▸ **DATA RECORDS**:
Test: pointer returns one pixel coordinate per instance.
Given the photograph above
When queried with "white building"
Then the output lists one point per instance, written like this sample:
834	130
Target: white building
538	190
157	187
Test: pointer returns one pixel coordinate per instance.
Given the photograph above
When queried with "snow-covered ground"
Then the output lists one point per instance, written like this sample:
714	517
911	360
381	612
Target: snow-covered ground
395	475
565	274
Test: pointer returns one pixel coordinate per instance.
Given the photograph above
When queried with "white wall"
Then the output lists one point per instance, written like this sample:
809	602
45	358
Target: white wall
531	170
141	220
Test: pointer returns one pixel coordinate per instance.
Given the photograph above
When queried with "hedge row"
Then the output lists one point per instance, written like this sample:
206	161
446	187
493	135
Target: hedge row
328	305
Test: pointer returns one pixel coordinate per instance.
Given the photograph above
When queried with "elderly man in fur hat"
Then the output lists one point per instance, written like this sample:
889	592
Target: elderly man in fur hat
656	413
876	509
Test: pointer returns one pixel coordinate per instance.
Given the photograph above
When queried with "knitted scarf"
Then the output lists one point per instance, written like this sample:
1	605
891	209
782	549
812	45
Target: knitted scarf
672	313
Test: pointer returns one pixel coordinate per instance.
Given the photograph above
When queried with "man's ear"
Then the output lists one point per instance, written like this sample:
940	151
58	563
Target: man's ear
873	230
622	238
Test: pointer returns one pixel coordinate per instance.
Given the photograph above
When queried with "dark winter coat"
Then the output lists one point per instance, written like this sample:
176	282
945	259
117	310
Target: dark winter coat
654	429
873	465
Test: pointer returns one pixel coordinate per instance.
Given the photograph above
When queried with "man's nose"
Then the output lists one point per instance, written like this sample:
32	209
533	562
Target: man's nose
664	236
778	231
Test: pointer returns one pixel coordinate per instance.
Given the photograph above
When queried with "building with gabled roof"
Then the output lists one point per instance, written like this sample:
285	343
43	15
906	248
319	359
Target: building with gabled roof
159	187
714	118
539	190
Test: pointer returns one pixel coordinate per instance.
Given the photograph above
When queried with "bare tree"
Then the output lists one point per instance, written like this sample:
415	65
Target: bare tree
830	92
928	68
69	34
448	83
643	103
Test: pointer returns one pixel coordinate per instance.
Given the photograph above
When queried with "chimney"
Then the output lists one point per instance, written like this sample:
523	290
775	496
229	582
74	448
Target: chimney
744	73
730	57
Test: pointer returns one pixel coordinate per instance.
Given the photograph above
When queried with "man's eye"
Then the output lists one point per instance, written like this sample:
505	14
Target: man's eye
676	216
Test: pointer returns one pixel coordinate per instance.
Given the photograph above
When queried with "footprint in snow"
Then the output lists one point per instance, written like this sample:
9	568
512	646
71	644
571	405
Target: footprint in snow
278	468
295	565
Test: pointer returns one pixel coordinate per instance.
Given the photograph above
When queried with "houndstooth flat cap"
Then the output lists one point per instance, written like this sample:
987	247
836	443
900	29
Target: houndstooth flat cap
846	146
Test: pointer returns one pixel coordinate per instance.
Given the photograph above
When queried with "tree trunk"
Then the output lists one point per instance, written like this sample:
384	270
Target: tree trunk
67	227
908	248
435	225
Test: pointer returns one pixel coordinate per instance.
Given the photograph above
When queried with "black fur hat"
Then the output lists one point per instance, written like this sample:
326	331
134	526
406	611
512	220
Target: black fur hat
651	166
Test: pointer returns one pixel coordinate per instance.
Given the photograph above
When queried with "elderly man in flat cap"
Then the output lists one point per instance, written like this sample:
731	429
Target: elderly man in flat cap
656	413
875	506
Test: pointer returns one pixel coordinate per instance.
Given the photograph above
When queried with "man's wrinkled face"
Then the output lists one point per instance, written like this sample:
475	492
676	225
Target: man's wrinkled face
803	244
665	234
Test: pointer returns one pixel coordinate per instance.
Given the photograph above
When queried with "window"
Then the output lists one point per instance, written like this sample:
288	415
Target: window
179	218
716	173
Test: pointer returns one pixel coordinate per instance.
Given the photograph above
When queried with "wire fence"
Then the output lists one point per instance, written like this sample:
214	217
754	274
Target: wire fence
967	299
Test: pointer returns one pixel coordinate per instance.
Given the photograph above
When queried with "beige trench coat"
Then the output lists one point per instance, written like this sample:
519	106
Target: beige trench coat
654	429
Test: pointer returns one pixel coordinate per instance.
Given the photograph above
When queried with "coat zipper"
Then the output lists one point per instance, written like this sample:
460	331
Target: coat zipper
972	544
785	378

▸ **WHAT YOU ARE ASKED TO DO**: Without changing a word, restate the whole listing.

▸ **COMPLETE OUTPUT**:
Test: pointer returns one pixel coordinate per instance.
Given the photograph above
When queried with "white building"
Then the output lists one point per instance, written like this sample:
834	130
Target: white building
538	190
157	187
Test: pointer returns one pixel coordinate per instance.
Given the photograph above
When queried with "snow-covered ground"
Then the output lists one point per instance, written like this sample:
714	517
911	360
381	612
Target: snow-covered ground
395	475
565	274
Test: pointer returns one pixel coordinate per instance.
Given the photograph above
When queried with "white wall"
Then the output lists one point per instance, written like this sample:
809	602
45	358
Target: white wall
531	170
141	220
Test: pointer returns one pixel coordinate per instance.
Given the photograph above
When queried with "hedge row"
Then the output lists one point per instance, written like this sample:
206	161
446	187
493	135
Target: hedge row
328	305
Test: pointer returns one pixel coordinate per instance.
Given the photograph above
When queried with "elderly man in fur hat"
Then the output lists one point per instance, written like this sample:
889	592
Target: elderly man in fur hat
656	413
876	509
Test: pointer returns one pixel coordinate per instance.
Given the photograph above
When queried with "knitted scarf"
Then the output lists one point per instance, written like this sample:
1	605
891	209
782	549
812	45
Target: knitted scarf
672	313
Test: pointer returns one pixel coordinate per instance.
Given the photograph above
When queried with "man's ear"
Then the output lists one point per instance, written like this sample:
940	151
58	563
Target: man's ear
873	230
622	238
Test: pointer returns one pixel coordinate per instance.
Given the photograph above
When queried with "dark winter coat"
Then the output lists one point per instance, written like this sample:
176	282
945	259
117	310
Target: dark winter coat
654	429
873	465
Test: pointer returns one pixel coordinate per instance.
Given the photograph above
When queried with "man's nose"
Then the output lists one point per instance, written like this sample:
32	209
533	562
Target: man's nose
664	236
778	231
Test: pointer returns one pixel coordinate per instance.
Given the photograph above
When queried with "building with gabled roof"
Then the output lists one point per instance, written like this sample:
285	343
43	15
906	248
319	359
Target: building with gabled roof
159	187
714	118
539	190
Test: pointer returns one pixel coordinate per instance.
Given the photograph above
When queried with "bare tree"
Then the output lists one point per instance, written like this sample:
415	65
Target: bare tree
830	92
928	68
69	34
448	83
643	103
Test: pointer returns one pixel coordinate per instance.
Given the photograph above
When queried with "chimney"
Then the output lists one point per instance, written like this sample:
523	290
775	496
229	582
74	448
Target: chimney
744	73
730	57
Test: pointer returns one pixel coordinate per instance.
Given the photograph above
When queried with "man's eye"
Then the output lists one point per instance, written like this sample:
505	14
Target: man's eye
676	216
Test: pointer returns one pixel coordinate per instance.
Given the photograph above
When queried with "footprint in snow"
Then the output lists one point per instance, written like this sample:
9	568
512	646
71	644
571	405
Target: footprint in snow
278	468
295	565
Test: pointer returns one pixel coordinate per instance.
Given the photograph above
When queried with "houndstooth flat cap"
Then the output lists one point per instance, written like this sample:
987	247
836	443
900	29
Target: houndstooth flat cap
846	146
Test: pointer returns one pixel coordinate per instance.
Given the photograph above
When queried with "tree trunk"
Then the output lists one point per instance, written like this sample:
384	270
Target: tree trunk
67	227
908	248
435	225
Test: pointer returns one pixel coordinate per instance.
Given the photograph above
When queried with "black fur hat"
Then the output lists one point per instance, written like this sample:
326	331
134	526
406	611
512	220
Target: black fur hat
651	166
Test: pointer returns one pixel coordinate per instance.
Given the photograph above
When queried with "elderly man in flat cap"
Then the output lists one point per instance, written like this sample:
731	429
Target: elderly man in flat cap
656	413
875	506
Test: pointer returns one pixel coordinate per instance.
Given the photograph above
When queried with "man's wrinkled face"
Then the output lists one point per instance, written like this sample:
475	492
676	225
Target: man's wrinkled face
803	244
665	234
Test: pointer returns one pixel coordinate per instance.
Given the photograph above
When queried with "window"
Then the output lists one point per instance, written like this sample:
288	415
Target: window
179	218
716	173
Test: pointer returns one pixel coordinate per instance.
Given the photograph above
When queried with "wire fence"
Then the output lists one point per instance, written like this sample:
214	217
754	274
Target: wire fence
967	299
Test: pointer returns one pixel coordinate per instance.
Given the photograph above
When queried with "beige trench coat"
Then the output lists one point per instance, written like this sample:
519	106
Target: beige trench coat
654	429
Test: pointer returns one pixel coordinate per instance.
Given the photograph above
When queried with "coat zipper"
Then the output lists one point per instance, written like this sample:
460	331
Target: coat zipper
972	544
785	378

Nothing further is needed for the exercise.